→ **Work to be completed**
Please retype all of the records below word for word.

→ **Dataset records**
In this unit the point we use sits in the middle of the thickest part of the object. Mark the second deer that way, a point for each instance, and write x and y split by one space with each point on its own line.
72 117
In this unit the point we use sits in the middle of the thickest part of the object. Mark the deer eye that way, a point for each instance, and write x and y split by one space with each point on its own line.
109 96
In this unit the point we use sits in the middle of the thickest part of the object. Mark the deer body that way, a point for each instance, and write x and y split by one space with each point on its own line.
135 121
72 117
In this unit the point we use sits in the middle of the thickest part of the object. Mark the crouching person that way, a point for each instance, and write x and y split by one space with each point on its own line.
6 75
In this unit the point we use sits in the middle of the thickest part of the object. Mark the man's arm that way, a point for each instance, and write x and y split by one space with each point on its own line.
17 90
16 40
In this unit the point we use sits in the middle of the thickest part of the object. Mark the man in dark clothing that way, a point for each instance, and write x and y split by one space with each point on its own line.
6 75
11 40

→ **Result for this task**
In this unit the point we use sits in the middle of the thickest part of the object. Mark the second deer that way, a point for each instance, and write x and y split by one space with each point on its own line.
72 117
In this unit the point we use sits in the middle of the thickest part of the object. Mark the deer eye that way, a point for each instance, and write x and y split by one space with each point on its own line.
109 96
In this unit the point we use sits in the middle of the thickest part of the object. Mark the deer body that way, a point for each instance, and write x and y split by one space with each point on its own line.
135 121
72 117
In this unit the point we use sits in the middle of the thickest part of the object. Mark the crouching person that way, a point for each instance, and write x and y split by one space with each point on its own line.
6 75
In this unit the point we use sits in the middle of the thickest part of the object. Mark the man's arm that way, a point for each instance, and write x and y split by one space with each point on its own line.
17 90
16 40
In this unit the point we use sits in the middle of the thickest part of the object. Mark the man in dark clothing that way, a point for each instance, and write x and y split by one space with each point on its own line.
6 75
11 40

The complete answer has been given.